#### DOCUMENT:
I'll be damned if I can find out what the "syn gas power constant" is.

Generally, when I come across a term used, often utilized knowingly in some esoteric field, with which I am unfamiliar but in some context of interest, I try to find out what the term means.

I came across this paper yesterday: Impacts of Interaction between Active Components on Catalyst Deactivation over KFe/ZSM-5 Bifunctional Catalyst Di Xu, Haifeng Fan, Kaidi Liu, Guoqiang Hou, Chuan Qin, Yanfei Xu, Rui Li, Junhu Wang, and Mingyue Ding ACS Sustainable Chemistry & Engineering 2023 11 (28), 10441-10452.

This concerns an energy process that I actually oppose, coal gasification by steam reforming to produce hydrogen - a very, very, very dirty fuel - and carbon dioxide, to make what are normally petroleum based fuels, such as gasoline, jet fuel, diesel fuel, etc. This process, which was industrialized in Nazi Germany, in Apartheid era South Africa, and was an element of Jimmy Carter's energy program although the industrialization in the US has (thankfully) remained limited but for a few specialized commodity plants, is known at the Fisher-Tropsch (FT) process.

#### RECORD SET:
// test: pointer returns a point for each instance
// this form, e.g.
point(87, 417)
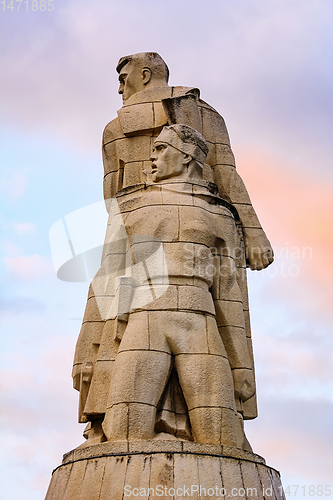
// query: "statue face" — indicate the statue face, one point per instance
point(167, 161)
point(130, 80)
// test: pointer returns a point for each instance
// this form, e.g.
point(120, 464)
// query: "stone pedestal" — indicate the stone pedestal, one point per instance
point(172, 470)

#### TASKS TO CARRY OUT:
A - According to the syn gas passage above, what name is the process known by?
B - Copy the syn gas passage from "I'll be damned" to "11 (28), 10441-10452.".

#### ANSWERS FOR THIS EXERCISE:
A - It is known as the Fisher-Tropsch (FT) process.

B -
I'll be damned if I can find out what the "syn gas power constant" is.

Generally, when I come across a term used, often utilized knowingly in some esoteric field, with which I am unfamiliar but in some context of interest, I try to find out what the term means.

I came across this paper yesterday: Impacts of Interaction between Active Components on Catalyst Deactivation over KFe/ZSM-5 Bifunctional Catalyst Di Xu, Haifeng Fan, Kaidi Liu, Guoqiang Hou, Chuan Qin, Yanfei Xu, Rui Li, Junhu Wang, and Mingyue Ding ACS Sustainable Chemistry & Engineering 2023 11 (28), 10441-10452.